Task requirements
Print, word for word, the portion of the career essay below that starts at the words "At times, it's" and stops after the words "business I love.".

** begin Supplied text **

I spent the first 7 years of my “career” as a jazz pianist.
I spent the next 7 years as an English teacher, traveling the world.
After that, I spent 7 years building a $10M online education business.
And today...
I’m going to tell you the story of all this malarkey, what it taught me, and the very real consequences on the way I ended up designing my business.
(I'll tell you the meaning of the “7 years” thing too.)
Here’s the punchline:
Everyone who hears this story thinks the best bit is the part about the successful business.
But I don’t.
It’s not at all clear to me that the last 7 years I spent building a big business has been unambiguously good, healthy or virtuous.
At times, it's been downright miserable.
But luckily, my previous "7 year careers" have helped me understand what really matters when it comes to building a business that allows you to flourish ... not just survive.
Anyway…
For those who care to listen, this is the story of my various careers, and what they taught me about building a business I love.
1. The Jazz Musician
I grew up playing music.
I took classical piano lessons as a child.
When I was 16, I became infatuated with jazz.
So much so, that I ended up doing a degree in Jazz Piano at one of London’s top conservatoires.
I was obsessed with music.
For example...
I remember a time at university when I used to wake up at 7am... and put on a suit. I’d head over to the practice rooms stay there all morning long – in my f***ing suit – and practice. Why the suit? Because it made me more serious.
I formed a trio with my friends Simon (bass) and Dave (drums), and we would stay up till 4am drinking beer, smoking joints and playing jazz.
Later, I moved into a shared house in North London with six jazz musicians.
Those were great years.
I had no idea how lucky we were, living and breathing jazz for years on end, while my childhood friends were all stuck on the 26th floor of some City office.
I would do crappy gigs in smokey London pubs on Saturday night for £50 cash.
I had no money.
But I didn’t care.
What was there to care about?
"Rent is cheap, I'm living a life drenched in music, the alcohol flows liberally, and I have the best friends in the world!"
But trouble was lurking around the corner.
At music, I was good.
But I wasn’t that good.
Despite being naturally talented, I didn’t have the maturity to do what it took to be great.
I was watching other pianists on the scene pass me by like a freight train.

** end Supplied text **
** begin Extracted information **

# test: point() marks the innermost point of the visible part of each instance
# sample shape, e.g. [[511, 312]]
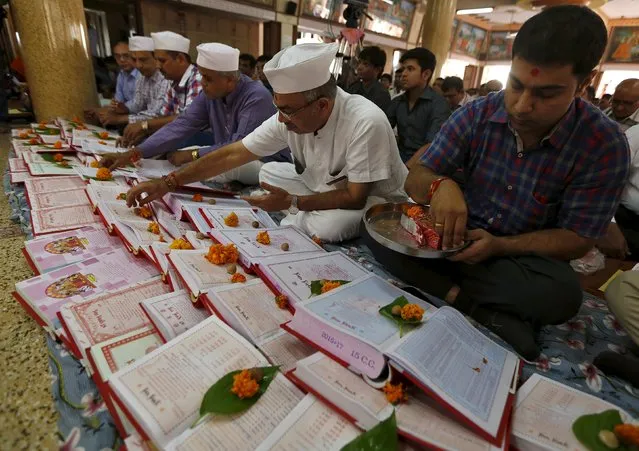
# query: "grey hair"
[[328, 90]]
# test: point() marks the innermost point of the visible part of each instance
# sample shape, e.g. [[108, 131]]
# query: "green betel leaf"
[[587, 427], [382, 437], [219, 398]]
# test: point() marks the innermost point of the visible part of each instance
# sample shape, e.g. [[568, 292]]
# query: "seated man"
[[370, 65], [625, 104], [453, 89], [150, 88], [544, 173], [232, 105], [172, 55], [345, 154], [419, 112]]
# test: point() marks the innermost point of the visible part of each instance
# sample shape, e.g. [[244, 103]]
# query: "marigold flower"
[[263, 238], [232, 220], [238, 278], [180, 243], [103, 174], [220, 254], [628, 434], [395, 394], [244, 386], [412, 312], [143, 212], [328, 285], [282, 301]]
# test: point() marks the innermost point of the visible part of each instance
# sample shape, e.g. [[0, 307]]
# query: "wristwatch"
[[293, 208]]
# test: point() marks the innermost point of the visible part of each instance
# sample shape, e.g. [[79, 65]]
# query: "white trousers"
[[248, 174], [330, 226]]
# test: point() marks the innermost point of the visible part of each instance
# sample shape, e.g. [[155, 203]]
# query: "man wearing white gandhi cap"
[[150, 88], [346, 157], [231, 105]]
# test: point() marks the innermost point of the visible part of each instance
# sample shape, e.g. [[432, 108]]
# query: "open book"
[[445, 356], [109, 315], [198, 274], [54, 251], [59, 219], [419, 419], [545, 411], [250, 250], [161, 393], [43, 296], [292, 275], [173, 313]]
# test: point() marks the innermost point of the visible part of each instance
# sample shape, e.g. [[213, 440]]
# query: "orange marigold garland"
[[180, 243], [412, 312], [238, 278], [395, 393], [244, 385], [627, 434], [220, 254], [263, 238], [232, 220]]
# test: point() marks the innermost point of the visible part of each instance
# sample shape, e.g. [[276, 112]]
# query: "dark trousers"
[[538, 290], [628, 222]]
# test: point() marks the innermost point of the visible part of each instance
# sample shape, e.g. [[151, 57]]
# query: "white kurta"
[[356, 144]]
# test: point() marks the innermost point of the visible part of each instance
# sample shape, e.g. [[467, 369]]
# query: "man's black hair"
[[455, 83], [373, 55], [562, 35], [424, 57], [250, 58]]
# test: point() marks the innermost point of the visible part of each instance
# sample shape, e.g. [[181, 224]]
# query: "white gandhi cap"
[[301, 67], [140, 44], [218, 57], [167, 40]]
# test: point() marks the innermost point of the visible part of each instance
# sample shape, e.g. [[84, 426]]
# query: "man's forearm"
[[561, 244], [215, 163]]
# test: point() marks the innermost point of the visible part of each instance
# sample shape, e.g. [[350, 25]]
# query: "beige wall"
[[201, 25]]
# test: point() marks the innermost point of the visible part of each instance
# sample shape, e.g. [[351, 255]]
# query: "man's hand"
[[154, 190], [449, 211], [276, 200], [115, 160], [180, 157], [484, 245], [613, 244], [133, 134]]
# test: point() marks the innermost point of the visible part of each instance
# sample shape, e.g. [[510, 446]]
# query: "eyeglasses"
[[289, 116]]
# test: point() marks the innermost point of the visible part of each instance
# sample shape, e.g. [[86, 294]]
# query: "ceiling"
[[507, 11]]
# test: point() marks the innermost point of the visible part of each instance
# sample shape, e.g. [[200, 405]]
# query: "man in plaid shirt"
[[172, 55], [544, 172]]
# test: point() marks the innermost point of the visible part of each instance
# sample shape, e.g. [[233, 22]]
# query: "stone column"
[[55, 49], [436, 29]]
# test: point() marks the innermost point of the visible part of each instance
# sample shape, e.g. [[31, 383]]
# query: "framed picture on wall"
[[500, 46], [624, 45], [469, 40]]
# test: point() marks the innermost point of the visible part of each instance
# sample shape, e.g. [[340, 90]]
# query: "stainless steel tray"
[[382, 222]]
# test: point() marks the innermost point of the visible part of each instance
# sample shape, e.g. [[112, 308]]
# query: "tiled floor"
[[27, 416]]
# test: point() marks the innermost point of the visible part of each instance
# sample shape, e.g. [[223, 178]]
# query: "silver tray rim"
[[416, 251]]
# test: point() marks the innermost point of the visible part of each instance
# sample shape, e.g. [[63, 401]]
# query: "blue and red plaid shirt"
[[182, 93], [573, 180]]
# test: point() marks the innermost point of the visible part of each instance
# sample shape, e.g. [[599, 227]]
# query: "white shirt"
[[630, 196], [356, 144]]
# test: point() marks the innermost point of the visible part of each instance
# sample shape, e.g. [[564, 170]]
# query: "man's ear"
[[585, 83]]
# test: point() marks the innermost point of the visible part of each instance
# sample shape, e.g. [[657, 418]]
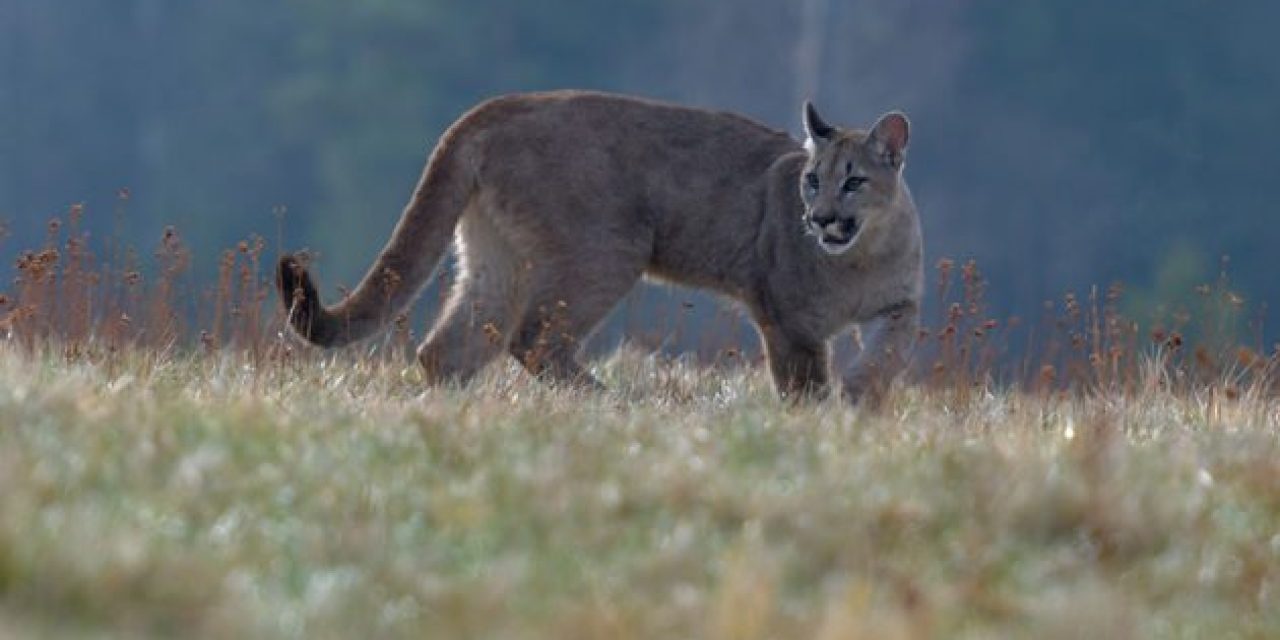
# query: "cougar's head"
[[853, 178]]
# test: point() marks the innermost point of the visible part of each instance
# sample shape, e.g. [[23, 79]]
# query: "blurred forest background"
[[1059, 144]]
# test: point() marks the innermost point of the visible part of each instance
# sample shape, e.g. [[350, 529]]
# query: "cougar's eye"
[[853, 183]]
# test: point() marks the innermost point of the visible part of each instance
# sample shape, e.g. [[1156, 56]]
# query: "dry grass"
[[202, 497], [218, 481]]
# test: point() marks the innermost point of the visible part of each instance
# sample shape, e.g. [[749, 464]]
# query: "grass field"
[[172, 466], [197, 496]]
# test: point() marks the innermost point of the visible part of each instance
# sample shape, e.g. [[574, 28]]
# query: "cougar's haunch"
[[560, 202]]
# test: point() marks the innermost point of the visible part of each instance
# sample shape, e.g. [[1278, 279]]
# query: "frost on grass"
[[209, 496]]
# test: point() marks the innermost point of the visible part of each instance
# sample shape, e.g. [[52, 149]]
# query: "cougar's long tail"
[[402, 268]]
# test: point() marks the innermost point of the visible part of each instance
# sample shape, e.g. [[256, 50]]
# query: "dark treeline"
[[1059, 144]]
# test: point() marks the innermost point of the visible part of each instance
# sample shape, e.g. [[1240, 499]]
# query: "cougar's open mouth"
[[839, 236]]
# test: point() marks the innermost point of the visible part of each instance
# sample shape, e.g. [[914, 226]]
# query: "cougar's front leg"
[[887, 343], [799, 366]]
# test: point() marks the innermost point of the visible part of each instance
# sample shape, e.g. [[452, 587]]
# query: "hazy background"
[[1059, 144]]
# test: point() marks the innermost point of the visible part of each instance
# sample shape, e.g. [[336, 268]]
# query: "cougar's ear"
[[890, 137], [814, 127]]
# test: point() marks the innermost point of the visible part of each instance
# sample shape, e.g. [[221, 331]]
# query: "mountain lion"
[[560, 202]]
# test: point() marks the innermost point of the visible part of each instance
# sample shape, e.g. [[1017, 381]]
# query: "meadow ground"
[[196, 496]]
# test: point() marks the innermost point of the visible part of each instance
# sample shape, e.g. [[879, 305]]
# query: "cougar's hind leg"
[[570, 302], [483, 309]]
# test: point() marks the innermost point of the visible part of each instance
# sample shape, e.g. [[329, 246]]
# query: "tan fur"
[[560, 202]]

** end Extracted information **

Response to this task
At times, it's been downright miserable.
But luckily, my previous "7 year careers" have helped me understand what really matters when it comes to building a business that allows you to flourish ... not just survive.
Anyway…
For those who care to listen, this is the story of my various careers, and what they taught me about building a business I love.